YOUR GOAL
Locate each line in the records containing "instance". Copy it.

Data entries:

^^^^

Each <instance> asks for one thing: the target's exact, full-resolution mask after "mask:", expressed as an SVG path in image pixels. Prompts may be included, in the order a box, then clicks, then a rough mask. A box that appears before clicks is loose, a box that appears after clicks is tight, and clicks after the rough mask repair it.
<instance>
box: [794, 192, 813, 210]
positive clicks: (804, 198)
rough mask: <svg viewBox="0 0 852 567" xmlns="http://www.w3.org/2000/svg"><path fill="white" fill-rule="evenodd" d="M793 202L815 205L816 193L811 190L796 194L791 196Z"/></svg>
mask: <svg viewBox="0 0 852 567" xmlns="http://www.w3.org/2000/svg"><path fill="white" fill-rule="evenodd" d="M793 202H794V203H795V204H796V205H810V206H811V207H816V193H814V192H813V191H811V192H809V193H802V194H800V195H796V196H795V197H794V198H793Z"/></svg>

^^^^

EXPECTED OUTPUT
Each <instance> asks for one thing: the target's exact, full-resolution mask after "mask:", expressed as an SVG path in image pixels. Prompts may be included, in the order a box, then clicks, then a rough mask. A box that appears before clicks is loose, a box that appears after clicks is tight, and clicks after the rough mask repair it.
<instance>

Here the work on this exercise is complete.